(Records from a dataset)
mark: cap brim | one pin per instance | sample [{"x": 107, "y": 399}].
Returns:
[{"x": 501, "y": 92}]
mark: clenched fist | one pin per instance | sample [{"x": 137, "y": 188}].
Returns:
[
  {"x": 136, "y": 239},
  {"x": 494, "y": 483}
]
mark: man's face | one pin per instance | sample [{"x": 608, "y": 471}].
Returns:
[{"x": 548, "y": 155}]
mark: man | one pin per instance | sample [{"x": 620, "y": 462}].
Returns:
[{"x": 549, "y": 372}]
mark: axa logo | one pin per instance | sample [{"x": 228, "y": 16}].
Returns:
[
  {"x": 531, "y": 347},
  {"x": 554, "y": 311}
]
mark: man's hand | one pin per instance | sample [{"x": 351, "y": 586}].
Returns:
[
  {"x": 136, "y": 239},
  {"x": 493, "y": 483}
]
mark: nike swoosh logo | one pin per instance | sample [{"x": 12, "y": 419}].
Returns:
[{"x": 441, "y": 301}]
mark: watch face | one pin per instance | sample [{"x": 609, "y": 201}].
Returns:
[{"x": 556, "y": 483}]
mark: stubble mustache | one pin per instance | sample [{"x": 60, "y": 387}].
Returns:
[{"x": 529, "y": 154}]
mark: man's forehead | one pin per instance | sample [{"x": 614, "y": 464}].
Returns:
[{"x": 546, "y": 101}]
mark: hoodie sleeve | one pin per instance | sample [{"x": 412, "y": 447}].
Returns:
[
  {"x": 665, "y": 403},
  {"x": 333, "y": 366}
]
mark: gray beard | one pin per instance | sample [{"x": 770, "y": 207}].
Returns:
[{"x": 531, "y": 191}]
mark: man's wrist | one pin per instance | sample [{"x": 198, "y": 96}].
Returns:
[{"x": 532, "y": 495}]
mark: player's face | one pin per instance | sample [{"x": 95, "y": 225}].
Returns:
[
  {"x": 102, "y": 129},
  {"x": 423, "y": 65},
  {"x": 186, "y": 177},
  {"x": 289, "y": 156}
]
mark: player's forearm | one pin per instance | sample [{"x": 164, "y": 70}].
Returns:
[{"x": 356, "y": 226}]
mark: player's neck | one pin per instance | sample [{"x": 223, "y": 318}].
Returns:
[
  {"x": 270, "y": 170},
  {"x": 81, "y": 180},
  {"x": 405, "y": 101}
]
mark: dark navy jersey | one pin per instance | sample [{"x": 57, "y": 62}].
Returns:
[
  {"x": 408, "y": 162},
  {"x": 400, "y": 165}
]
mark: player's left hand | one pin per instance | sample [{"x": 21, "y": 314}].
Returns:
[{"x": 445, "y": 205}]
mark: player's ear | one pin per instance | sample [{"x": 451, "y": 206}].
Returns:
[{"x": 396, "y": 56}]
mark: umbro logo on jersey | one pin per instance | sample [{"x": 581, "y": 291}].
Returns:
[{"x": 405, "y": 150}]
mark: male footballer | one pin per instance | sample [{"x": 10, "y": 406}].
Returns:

● **TASK STATEMENT**: Edit the listing above so that "one point per object" stands in place of every "one pin per instance", and keep everything else unchanged.

● **FULL SOLUTION**:
mark: cap brim | one point per object | sample [{"x": 107, "y": 399}].
Returns:
[{"x": 501, "y": 92}]
mark: clenched fist | one point per object | sample [{"x": 137, "y": 188}].
Returns:
[
  {"x": 136, "y": 239},
  {"x": 494, "y": 483}
]
mark: man's face | one point per object | sample [{"x": 608, "y": 471}].
Returns:
[{"x": 548, "y": 155}]
mark: man | one point per object | sample [{"x": 620, "y": 462}].
Returns:
[{"x": 549, "y": 372}]
mark: axa logo | one point per object | sample [{"x": 228, "y": 16}].
Returns:
[
  {"x": 531, "y": 347},
  {"x": 554, "y": 311}
]
mark: man's hand | one point per object | sample [{"x": 351, "y": 586}].
Returns:
[
  {"x": 136, "y": 239},
  {"x": 493, "y": 483}
]
mark: nike swoosh logo | one point per object | sample [{"x": 12, "y": 419}].
Returns:
[{"x": 441, "y": 301}]
mark: watch face | one point per object | sample [{"x": 609, "y": 201}].
Returns:
[{"x": 556, "y": 483}]
mark: stubble mustache | one point per object | sample [{"x": 60, "y": 387}].
Returns:
[{"x": 529, "y": 154}]
mark: man's forehead | one point per object | sample [{"x": 614, "y": 464}].
Returns:
[{"x": 546, "y": 101}]
mark: hoodie sleeve | one point per object | sample [{"x": 412, "y": 447}].
Returns:
[
  {"x": 665, "y": 403},
  {"x": 333, "y": 366}
]
mark: gray beard | one point per object | sample [{"x": 770, "y": 207}].
Returns:
[{"x": 531, "y": 191}]
mark: man's wrist | one point per object | sample [{"x": 198, "y": 96}].
Returns:
[{"x": 532, "y": 495}]
mark: player's face | one point per object | sample [{"x": 95, "y": 225}].
Returns:
[
  {"x": 102, "y": 129},
  {"x": 423, "y": 65},
  {"x": 186, "y": 177},
  {"x": 289, "y": 156}
]
mark: player's forearm | one point per object | sample [{"x": 164, "y": 70}].
Returns:
[{"x": 356, "y": 226}]
mark: player's neck | one point per object | sample [{"x": 223, "y": 318}].
Returns:
[
  {"x": 270, "y": 170},
  {"x": 81, "y": 180},
  {"x": 405, "y": 101}
]
mark: dark navy jersey | one point per object | sample [{"x": 57, "y": 62}].
Returns:
[
  {"x": 408, "y": 162},
  {"x": 400, "y": 165}
]
mark: player's left hand | one point per object | sample [{"x": 21, "y": 314}].
Returns:
[{"x": 445, "y": 205}]
mark: player's ear | one point per object | sample [{"x": 451, "y": 206}].
Returns:
[{"x": 396, "y": 56}]
mark: umbro logo on jersey | one point per object | sample [{"x": 581, "y": 291}].
Returns:
[{"x": 405, "y": 150}]
mark: male footballer | one point per object | sample [{"x": 10, "y": 406}].
Returns:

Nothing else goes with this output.